## Tâches demandées
1. Dans le texte sur le Sommet mondial des coopératives d’innovation, combien de participants ont assisté au total aux quatre sommets en ligne ?
2. Poursuivez le texte sur le Sommet mondial des coopératives d’innovation à partir de sa dernière phrase.

## Texte
Le Sommet mondial des coopératives d’innovation s’est tenu à Paris, dans les locaux de la Fédération nationale du Crédit Agricole, les 26 et 27 septembre 2023. Il s’agissait de notre premier évènement en personne, après que la pandémie a interrompu nos projets en 2020. Cependant, fidèles à notre mission, nous avons organisé quatre sommets en ligne de 90 minutes, auxquels ont assisté au total 3 000 participants de 90 pays. Cela démontre donc l’appétit des coopératives et des mutuelles pour un tel évènement international.
L’année 2022 nous a donné l’occasion d’aborder le thème principal Nouvelle époque – Nouveaux défis : les phases de transition. Nous avons réuni 55 panélistes, conférenciers et animateurs représentant tous les secteurs de 15 pays, en virtuel et en personne.

## Données fournies
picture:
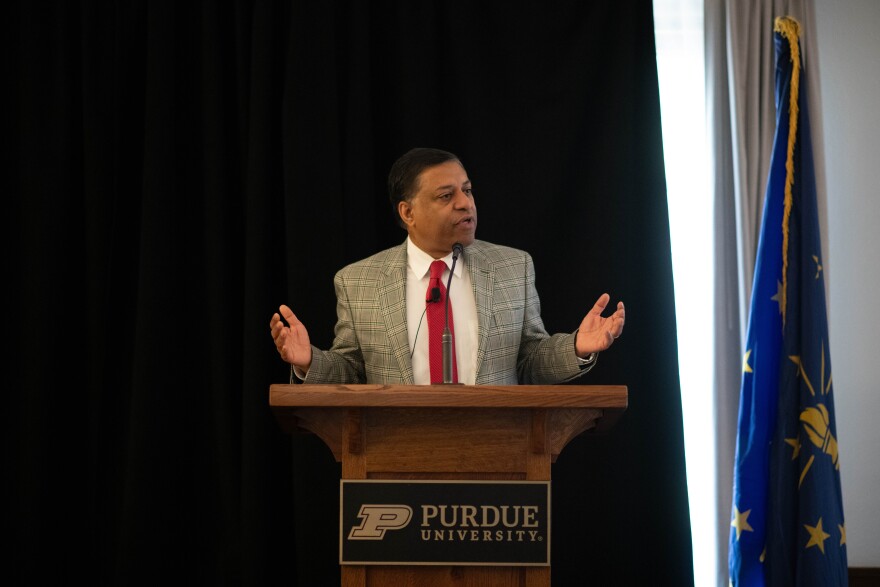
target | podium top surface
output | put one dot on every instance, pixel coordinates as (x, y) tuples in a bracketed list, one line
[(607, 397)]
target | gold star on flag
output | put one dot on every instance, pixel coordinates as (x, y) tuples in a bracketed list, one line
[(796, 445), (740, 522), (779, 298), (817, 536)]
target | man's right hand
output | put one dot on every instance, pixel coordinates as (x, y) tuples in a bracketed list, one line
[(292, 339)]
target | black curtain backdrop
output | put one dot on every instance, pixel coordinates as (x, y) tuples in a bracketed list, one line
[(179, 169)]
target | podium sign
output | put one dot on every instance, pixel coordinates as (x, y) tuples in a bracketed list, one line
[(484, 523), (408, 450)]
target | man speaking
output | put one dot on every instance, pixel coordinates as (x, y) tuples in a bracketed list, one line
[(442, 307)]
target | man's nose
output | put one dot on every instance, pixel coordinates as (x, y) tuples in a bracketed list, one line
[(461, 199)]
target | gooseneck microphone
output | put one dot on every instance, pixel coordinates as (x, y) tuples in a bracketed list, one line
[(446, 339)]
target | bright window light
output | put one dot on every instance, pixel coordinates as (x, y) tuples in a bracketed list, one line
[(680, 65)]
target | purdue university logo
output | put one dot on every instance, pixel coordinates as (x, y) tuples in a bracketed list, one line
[(376, 519)]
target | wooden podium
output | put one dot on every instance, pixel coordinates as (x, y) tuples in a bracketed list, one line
[(446, 432)]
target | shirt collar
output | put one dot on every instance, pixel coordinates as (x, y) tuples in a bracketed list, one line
[(420, 262)]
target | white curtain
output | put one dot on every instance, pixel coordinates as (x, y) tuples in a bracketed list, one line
[(740, 90)]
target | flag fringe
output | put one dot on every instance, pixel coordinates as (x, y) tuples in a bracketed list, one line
[(790, 29)]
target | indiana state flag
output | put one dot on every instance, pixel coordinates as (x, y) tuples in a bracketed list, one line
[(787, 524)]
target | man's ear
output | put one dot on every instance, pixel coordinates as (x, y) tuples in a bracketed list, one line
[(405, 210)]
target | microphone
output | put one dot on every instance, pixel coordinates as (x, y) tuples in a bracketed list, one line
[(446, 339)]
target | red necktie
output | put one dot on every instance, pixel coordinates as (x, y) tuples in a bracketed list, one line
[(437, 323)]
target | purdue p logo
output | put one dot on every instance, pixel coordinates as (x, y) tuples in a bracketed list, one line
[(376, 519)]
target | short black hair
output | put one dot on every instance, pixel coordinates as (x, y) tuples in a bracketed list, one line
[(404, 174)]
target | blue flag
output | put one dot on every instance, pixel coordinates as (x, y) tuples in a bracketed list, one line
[(787, 526)]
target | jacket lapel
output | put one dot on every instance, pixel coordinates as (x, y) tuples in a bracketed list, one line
[(482, 282), (392, 304)]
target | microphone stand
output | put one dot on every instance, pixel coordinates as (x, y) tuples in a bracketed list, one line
[(446, 339)]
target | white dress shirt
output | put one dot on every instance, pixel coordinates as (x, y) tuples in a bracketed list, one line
[(463, 308)]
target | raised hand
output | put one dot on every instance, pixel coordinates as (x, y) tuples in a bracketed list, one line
[(596, 332), (291, 339)]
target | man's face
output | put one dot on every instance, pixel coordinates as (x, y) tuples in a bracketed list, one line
[(443, 211)]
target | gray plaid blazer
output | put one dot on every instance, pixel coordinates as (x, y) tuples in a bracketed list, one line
[(371, 344)]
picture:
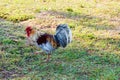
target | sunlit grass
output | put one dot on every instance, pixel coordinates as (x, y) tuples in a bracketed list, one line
[(93, 54)]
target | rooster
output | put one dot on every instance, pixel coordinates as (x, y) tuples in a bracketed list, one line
[(47, 42)]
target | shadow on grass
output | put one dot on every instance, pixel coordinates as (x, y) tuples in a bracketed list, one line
[(98, 23)]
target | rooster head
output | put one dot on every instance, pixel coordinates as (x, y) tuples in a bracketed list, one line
[(29, 31)]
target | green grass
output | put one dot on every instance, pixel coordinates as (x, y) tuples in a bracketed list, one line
[(94, 53)]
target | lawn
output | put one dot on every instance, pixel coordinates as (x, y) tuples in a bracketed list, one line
[(94, 53)]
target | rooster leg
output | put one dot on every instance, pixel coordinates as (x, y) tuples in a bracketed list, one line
[(48, 58)]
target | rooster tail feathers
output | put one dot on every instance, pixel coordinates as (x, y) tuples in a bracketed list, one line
[(63, 35)]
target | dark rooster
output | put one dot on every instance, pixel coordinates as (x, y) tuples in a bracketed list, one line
[(48, 42)]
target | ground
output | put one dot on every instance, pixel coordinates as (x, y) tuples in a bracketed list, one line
[(94, 53)]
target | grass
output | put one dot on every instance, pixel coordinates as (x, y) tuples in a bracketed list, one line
[(94, 53)]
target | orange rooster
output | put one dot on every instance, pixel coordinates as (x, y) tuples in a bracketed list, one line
[(48, 42)]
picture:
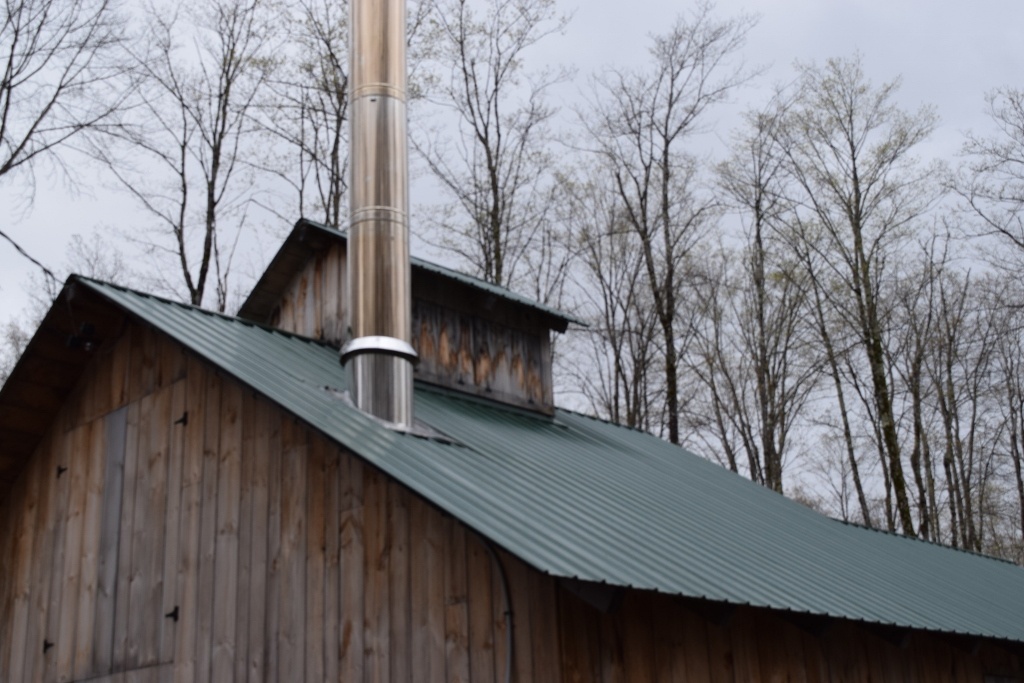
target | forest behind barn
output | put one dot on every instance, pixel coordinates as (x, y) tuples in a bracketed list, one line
[(810, 300)]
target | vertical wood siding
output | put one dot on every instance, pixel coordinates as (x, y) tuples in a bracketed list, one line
[(457, 348), (197, 532)]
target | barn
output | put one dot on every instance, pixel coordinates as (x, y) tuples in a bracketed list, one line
[(186, 496), (193, 497)]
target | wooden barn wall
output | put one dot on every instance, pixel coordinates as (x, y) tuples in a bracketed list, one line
[(199, 534), (457, 348), (651, 637), (174, 526)]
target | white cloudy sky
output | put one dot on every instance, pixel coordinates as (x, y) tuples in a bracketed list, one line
[(947, 53)]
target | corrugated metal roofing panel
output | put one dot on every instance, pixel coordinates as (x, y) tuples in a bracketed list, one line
[(578, 498)]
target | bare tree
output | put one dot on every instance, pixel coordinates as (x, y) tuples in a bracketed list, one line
[(497, 166), (61, 77), (991, 179), (303, 109), (93, 257), (638, 124), (183, 158), (851, 151), (752, 350), (616, 368)]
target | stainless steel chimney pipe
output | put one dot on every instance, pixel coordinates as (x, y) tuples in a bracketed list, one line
[(379, 358)]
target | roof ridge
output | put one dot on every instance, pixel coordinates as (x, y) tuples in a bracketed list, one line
[(200, 309)]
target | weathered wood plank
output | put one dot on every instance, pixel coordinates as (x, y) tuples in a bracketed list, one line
[(377, 567), (291, 611), (33, 506), (208, 528), (115, 433), (177, 436), (523, 619), (484, 611), (581, 651), (545, 634), (427, 599), (456, 615), (244, 584), (190, 509), (9, 521), (226, 542), (145, 617), (79, 466), (88, 591), (332, 575), (274, 570), (637, 641), (126, 537), (54, 567), (265, 437), (399, 636), (352, 571), (720, 654), (315, 559), (120, 364)]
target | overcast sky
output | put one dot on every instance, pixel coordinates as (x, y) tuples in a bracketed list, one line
[(948, 54)]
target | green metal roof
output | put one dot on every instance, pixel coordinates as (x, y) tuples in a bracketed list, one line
[(579, 498)]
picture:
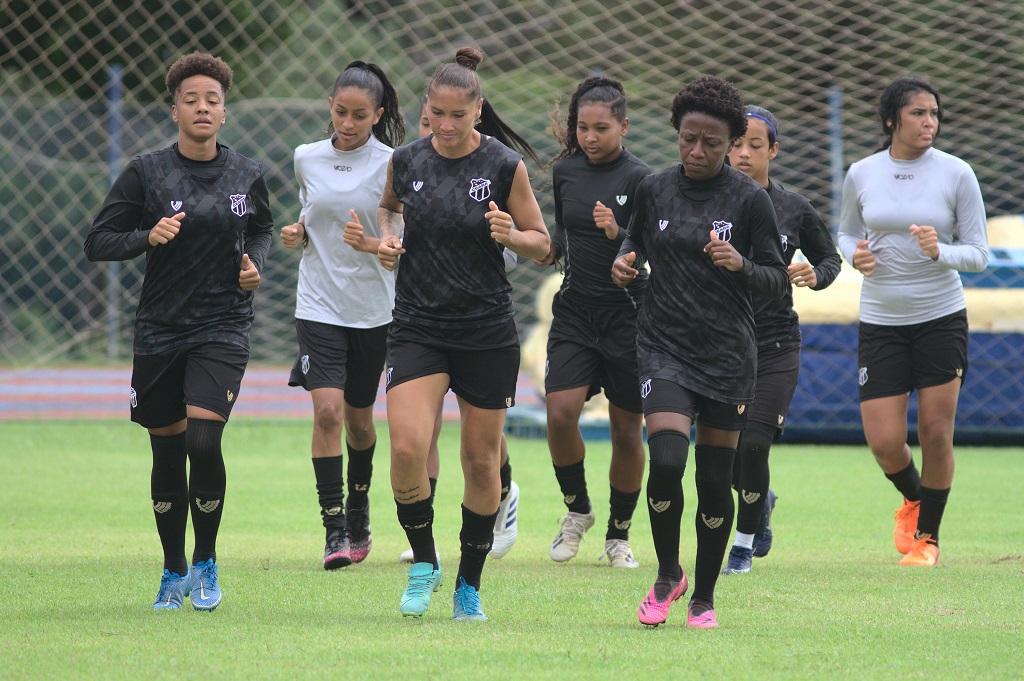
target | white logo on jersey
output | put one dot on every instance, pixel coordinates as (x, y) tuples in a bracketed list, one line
[(479, 188), (239, 204), (723, 229)]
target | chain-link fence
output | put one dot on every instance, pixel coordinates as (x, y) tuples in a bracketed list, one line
[(81, 92)]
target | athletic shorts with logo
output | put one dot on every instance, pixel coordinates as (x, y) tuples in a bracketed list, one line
[(342, 357), (894, 360), (778, 369), (663, 395), (204, 375), (482, 364), (596, 347)]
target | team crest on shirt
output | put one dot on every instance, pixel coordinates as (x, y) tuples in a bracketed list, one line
[(723, 229), (239, 204), (479, 188)]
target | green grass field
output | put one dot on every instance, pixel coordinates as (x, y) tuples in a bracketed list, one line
[(80, 563)]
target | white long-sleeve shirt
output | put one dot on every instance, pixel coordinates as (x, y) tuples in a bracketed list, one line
[(882, 198)]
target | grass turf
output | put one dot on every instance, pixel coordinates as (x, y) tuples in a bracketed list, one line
[(81, 562)]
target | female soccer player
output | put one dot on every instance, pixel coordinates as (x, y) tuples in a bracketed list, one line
[(200, 213), (777, 333), (902, 209), (456, 195), (344, 299), (592, 342), (712, 239)]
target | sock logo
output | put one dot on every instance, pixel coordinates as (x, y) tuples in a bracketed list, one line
[(658, 507), (207, 507), (713, 523)]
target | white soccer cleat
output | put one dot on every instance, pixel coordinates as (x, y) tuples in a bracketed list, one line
[(506, 527), (620, 553), (566, 543)]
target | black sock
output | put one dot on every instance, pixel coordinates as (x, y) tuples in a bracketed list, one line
[(169, 490), (714, 516), (331, 491), (572, 482), (752, 455), (207, 481), (360, 469), (418, 521), (477, 533), (622, 505), (506, 474), (669, 450), (907, 481), (933, 503)]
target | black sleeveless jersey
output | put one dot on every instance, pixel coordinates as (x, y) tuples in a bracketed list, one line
[(190, 291), (453, 272), (588, 252), (800, 227), (696, 324)]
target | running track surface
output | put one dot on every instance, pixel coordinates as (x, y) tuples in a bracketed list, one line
[(55, 393)]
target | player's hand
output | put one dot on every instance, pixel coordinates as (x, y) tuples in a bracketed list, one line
[(353, 235), (501, 224), (863, 259), (723, 255), (388, 252), (166, 229), (292, 235), (605, 220), (928, 240), (248, 275), (802, 273), (623, 270)]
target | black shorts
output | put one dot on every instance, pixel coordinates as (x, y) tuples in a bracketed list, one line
[(778, 369), (482, 364), (660, 395), (596, 347), (204, 375), (342, 357), (894, 360)]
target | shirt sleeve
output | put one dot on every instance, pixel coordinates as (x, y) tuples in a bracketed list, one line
[(115, 233), (971, 253)]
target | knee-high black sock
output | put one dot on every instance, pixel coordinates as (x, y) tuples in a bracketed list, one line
[(669, 450), (752, 455), (907, 481), (622, 505), (418, 521), (360, 469), (331, 491), (169, 490), (506, 474), (572, 482), (713, 520), (475, 538), (207, 481), (933, 504)]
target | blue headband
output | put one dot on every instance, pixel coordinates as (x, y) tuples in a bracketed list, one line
[(774, 131)]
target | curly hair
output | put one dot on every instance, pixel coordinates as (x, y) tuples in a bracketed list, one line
[(714, 96), (593, 89), (198, 64)]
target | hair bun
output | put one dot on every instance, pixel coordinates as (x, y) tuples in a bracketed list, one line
[(469, 57)]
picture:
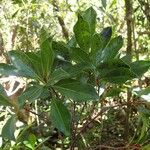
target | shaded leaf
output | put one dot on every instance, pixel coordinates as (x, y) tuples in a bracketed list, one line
[(47, 54), (117, 75), (4, 100), (113, 92), (23, 64), (115, 71), (112, 49), (2, 90), (61, 117), (78, 55), (140, 67), (8, 70), (82, 33), (31, 93), (104, 3), (75, 90), (9, 128), (90, 17)]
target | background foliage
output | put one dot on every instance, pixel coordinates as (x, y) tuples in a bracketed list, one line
[(83, 67)]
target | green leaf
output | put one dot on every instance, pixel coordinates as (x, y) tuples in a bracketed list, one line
[(9, 128), (2, 90), (32, 140), (75, 90), (8, 70), (47, 54), (104, 3), (36, 62), (58, 74), (69, 71), (4, 100), (112, 49), (145, 121), (140, 67), (145, 91), (23, 64), (31, 93), (146, 147), (78, 55), (61, 117), (98, 43), (82, 33), (90, 17)]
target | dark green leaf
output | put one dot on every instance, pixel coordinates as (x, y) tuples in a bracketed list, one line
[(117, 75), (99, 42), (8, 70), (9, 128), (31, 93), (36, 62), (4, 100), (104, 3), (23, 64), (145, 91), (61, 117), (113, 92), (2, 90), (115, 71), (90, 17), (82, 33), (78, 55), (58, 74), (47, 54), (75, 90), (112, 49), (140, 67)]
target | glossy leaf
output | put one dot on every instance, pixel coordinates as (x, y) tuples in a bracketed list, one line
[(61, 117), (78, 55), (82, 33), (9, 128), (90, 17), (99, 42), (75, 90), (140, 67), (8, 70), (104, 3), (145, 91), (112, 49), (23, 64), (31, 93), (4, 100), (58, 74), (2, 90), (47, 54), (36, 62)]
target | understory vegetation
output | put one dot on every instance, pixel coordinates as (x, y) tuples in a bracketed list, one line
[(74, 75)]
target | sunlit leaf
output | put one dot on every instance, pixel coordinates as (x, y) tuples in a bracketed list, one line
[(61, 117), (75, 90), (47, 54), (9, 128), (140, 67), (90, 17), (82, 33)]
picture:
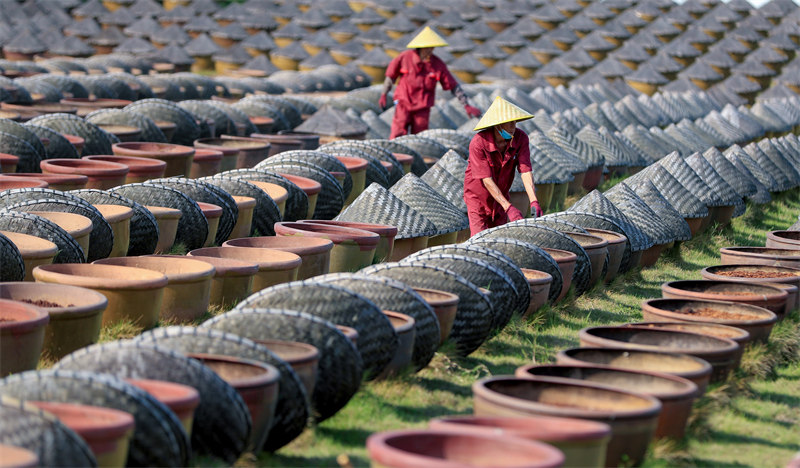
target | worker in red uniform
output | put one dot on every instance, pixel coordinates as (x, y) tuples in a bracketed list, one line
[(495, 153), (417, 71)]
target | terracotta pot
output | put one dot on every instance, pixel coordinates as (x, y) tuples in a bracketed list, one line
[(443, 449), (178, 157), (188, 290), (539, 283), (404, 327), (76, 314), (21, 336), (106, 431), (762, 295), (682, 365), (303, 357), (206, 162), (257, 384), (63, 182), (274, 266), (353, 249), (616, 249), (386, 232), (756, 321), (721, 353), (676, 394), (35, 251), (633, 417), (566, 263), (583, 442), (167, 220), (139, 169), (315, 252), (181, 399), (244, 220), (760, 256), (119, 218)]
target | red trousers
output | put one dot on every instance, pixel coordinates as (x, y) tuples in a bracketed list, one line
[(403, 118)]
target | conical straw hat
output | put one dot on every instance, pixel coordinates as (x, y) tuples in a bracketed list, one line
[(427, 38), (501, 111)]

## Réponses ci-dessous
1. Les quatre sommets en ligne ont réuni au total 3 000 participants de 90 pays.

2.
Plus de 150 participants se sont réunis à Paris, et plus de 30 en ligne. Ils venaient du Canada, du Brésil, de Bruxelles, des États-Unis d’Amérique, du Royaume-Uni, du Danemark, de l’Iran, de la Finlande, de la France, de l’Inde, du Japon, du Portugal, de l’Espagne, du Kenya, de la République démocratique du Congo et de la République de Corée.
Nous avons relevé le défi d’entendre davantage les jeunes. Dix de nos panélistes avaient moins de 35 ans, certains avaient une vingtaine d’années, et ils ont donné une lecture juste et franche de la réalité environnementale et socioéconomique.
Chaque panel comprenait des jeunes leadeurs moins expérimentés ayant de grandes idées et des leadeurs de coopératives plus expérimentées ayant un impact sur les questions mondiales émergentes. Des discussions intéressantes ont eu lieu, et tout le monde a adoré!
Nous avons tous convenu que travailler ensemble de manière coopérative est LE MOYEN d’être sur la bonne voie pour construire ensemble une économie plus inclusive, diversifiée et plurielle.
Parmi les 55 personnes présentes sur scène, 26 femmes ont été panélistes, oratrices ou animatrices, assurant ainsi la parité hommes-femmes sur scène.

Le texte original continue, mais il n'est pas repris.